• **Written request**:
Quote the data below in full, please, without altering anything.
== Exercise input
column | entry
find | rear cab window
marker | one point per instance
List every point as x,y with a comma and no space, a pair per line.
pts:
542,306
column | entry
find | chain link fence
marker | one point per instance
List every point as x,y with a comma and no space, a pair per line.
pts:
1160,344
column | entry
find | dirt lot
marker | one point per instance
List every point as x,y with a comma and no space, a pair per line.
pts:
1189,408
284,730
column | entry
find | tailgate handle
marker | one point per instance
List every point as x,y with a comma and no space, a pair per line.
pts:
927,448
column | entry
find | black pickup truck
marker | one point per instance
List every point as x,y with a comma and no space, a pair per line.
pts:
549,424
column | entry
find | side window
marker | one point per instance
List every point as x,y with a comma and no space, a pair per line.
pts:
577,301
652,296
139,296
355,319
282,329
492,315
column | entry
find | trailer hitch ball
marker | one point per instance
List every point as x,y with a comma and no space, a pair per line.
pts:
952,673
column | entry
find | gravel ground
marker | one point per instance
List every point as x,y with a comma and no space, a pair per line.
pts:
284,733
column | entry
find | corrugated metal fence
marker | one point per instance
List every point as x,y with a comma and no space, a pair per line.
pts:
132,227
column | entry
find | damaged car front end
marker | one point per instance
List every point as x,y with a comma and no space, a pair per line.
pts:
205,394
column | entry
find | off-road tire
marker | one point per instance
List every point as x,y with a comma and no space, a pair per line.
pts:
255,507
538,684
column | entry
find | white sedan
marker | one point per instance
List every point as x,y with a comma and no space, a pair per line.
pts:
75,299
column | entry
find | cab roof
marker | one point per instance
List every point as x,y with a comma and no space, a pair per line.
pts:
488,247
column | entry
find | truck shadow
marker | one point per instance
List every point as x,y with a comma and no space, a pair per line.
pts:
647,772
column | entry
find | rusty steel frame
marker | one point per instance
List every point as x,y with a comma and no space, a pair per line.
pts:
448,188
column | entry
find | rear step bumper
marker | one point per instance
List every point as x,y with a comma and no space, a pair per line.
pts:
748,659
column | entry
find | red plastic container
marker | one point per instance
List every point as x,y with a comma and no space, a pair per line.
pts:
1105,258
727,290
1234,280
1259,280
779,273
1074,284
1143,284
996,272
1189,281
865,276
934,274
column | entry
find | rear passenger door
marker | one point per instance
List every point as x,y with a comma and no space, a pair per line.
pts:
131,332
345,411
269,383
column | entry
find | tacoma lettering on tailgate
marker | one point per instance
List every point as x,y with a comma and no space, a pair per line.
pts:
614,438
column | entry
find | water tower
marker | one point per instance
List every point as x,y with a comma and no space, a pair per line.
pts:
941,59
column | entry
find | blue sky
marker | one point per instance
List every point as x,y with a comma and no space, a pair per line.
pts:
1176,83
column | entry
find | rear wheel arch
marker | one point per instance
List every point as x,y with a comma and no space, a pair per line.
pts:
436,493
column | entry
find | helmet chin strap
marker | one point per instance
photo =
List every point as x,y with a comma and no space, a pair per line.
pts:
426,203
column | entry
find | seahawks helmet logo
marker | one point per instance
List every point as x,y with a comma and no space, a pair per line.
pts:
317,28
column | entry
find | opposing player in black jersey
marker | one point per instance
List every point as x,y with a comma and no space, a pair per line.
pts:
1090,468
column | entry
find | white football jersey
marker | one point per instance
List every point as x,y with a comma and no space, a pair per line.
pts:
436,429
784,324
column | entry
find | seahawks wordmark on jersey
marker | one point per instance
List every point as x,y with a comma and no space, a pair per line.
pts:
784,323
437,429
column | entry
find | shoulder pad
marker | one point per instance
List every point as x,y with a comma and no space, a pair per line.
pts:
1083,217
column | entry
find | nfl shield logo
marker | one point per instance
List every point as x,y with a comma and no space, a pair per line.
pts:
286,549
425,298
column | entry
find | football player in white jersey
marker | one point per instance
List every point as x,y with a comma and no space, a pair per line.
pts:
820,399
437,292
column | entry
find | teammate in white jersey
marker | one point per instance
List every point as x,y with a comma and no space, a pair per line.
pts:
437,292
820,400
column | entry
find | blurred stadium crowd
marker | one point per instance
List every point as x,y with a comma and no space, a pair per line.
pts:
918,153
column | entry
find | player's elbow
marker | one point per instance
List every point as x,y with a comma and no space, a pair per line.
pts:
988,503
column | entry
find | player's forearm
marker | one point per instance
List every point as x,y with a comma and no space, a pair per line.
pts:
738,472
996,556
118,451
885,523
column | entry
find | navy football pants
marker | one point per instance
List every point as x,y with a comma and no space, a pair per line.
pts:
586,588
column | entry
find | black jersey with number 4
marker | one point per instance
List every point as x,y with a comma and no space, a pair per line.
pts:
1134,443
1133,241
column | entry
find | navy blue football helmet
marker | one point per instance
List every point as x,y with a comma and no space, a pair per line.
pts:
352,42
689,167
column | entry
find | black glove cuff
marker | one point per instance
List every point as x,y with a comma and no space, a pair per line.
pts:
====
• **Output**:
column | entry
find | rear cab window
marker | one point per instance
List every point as x,y with a comma and no space, a pair per line.
pts:
542,306
column | entry
find | chain link fence
marker | one point per instance
List every point as x,y with a comma and no space, a pair per line.
pts:
1160,344
column | entry
find | dirt lot
marker | one point per instance
List every point as x,y with a comma and no space, a pair per line.
pts:
1189,408
284,730
column | entry
find | tailgate handle
marker | one point per instance
List every point as x,y with a comma and no space, a pair per line.
pts:
927,448
column | entry
find | black pickup truck
marker | one point per instance
List every point as x,y with a comma and no space, a pair per line.
pts:
549,424
column | entry
find | side window
marker | one point per instance
List every point as x,y with a comma and no space, a pair per line.
pts:
577,301
652,296
139,296
355,319
282,329
492,315
column | entry
find | trailer hitch ball
marker | one point per instance
List every point as x,y with a comma and no space, a pair per line.
pts:
952,673
column | entry
find | gravel ground
marker | one point per instance
List every point as x,y with a comma and no space, a pair per line.
pts:
284,733
column | entry
find | corrugated metal fence
marker | one point per instance
List every point as x,y with a comma and no space, a pair per line.
pts:
132,227
column | entry
find | damaged car front end
marker | one point per instance
List every point as x,y with a comma and no space, a pair per line.
pts:
205,394
column | entry
find | off-road tire
marker | one point per instance
List every point as x,y with a comma and no space, a pair per line.
pts:
255,507
538,684
column | entry
find | white sedan
marker | one point per instance
List every point as x,y with a comma and no space, a pair per line.
pts:
75,299
column | entry
find | cab roof
marker | one point per instance
List every point as x,y with a comma and no space, a pair per line.
pts:
488,247
column | entry
find | truck shadow
marker | one point per instance
List every point as x,y with a comma and no space, a pair per line.
pts:
647,772
column | entry
find | rusty steel frame
marker | one point per instance
List every point as x,y with a comma and no space, a pair per line.
pts:
448,188
column | entry
find | rear step bumper
marker | one point per instance
List every point as x,y with a comma and no space, a pair per line.
pts:
748,659
column | entry
find | red plastic container
marker | one point per instance
List every point as x,y with a comma and no space, a pair per line.
pts:
1105,258
727,290
1234,280
1259,280
779,273
1074,284
1143,284
996,272
1189,281
865,276
934,274
column | entry
find | rear passenger door
marker | one point per instance
List every point as x,y with a comma and no space, a pair per line.
pts:
131,332
345,411
269,383
column | entry
find | tacoma lettering on tailgate
marker | one point per instance
List every point as x,y with a comma and no space, a pair per line.
pts:
614,438
column | entry
find | water tower
marker | one point per instance
List every point as x,y with a comma and no space, a pair per line.
pts:
941,59
column | entry
find | blue sky
marker | one point per instance
List every point as x,y with a comma and no space, a pair per line.
pts:
1176,83
column | entry
find | rear wheel arch
marker | one point per instance
List every point as x,y with a comma and no space, a pair per line.
pts:
436,493
column | entry
find | helmet chin strap
marker | one point per instance
photo =
List every point as x,y with a comma and no space, a pair per line.
pts:
426,203
column | entry
find | seahawks helmet logo
marker | one point per instance
List every point as x,y with a comma and no space, a pair per line.
pts:
317,28
column | entry
find | opposing player in black jersey
marker | one point per instance
List every point as x,y with a comma and no space, a pair per line.
pts:
1090,468
column | entry
find | white football jersey
marker | one point per instance
List every point as x,y with a comma and no space, a pair per line.
pts:
436,429
784,324
column | entry
find | seahawks wordmark on jersey
marker | one point per instance
List every point as x,y with a comma and no space, a pair per line.
pts:
784,323
437,429
column | entry
find | shoulder pad
marker | one point per instance
List every point as x,y with a comma and no space, a pair per line.
pts:
1083,217
column | entry
find | nfl shield logo
marker | one point per instance
List every point as x,y with a comma and no space, a pair per line.
pts:
286,549
425,298
column | entry
find | football player in white jersey
marker | one point per instance
List every point as x,y with a comma and no space, a pair per line.
pts:
820,399
437,292
column | entry
find | teammate in white jersey
marker | one point per instance
List every point as x,y with a comma and no space, a pair per line.
pts:
437,292
820,400
column | entry
find | blurred stadium crowd
marker | one point per instance
List every point as x,y with a comma and no space, a pair per line.
pts:
918,153
column | entry
find | player's elbow
marker | one point per instance
List every point as x,y with a comma and no space, a pair per line.
pts:
988,503
column | entry
find | player's forearm
marker | one point per instance
List every point as x,y with a comma and no space, a pair per line.
pts:
738,472
996,556
118,451
885,523
column | entry
find | navy football pants
marker | one point per instance
List every point as x,y with a comma and no space, a pair per line.
pts:
586,588
column | entry
find | black jersey with number 4
marker | one point per instance
List every point as x,y with a comma and no space, a pair per line.
pts:
1134,443
1133,241
column | entry
find | navy blue football helmet
marker | one point per instance
List every point as x,y with a comma and no space, a pair per line.
pts:
352,42
689,167
column | entry
find | black glove cuff
marker | one point per instance
List every point as x,y with a comma and no space, a pair per line.
pts:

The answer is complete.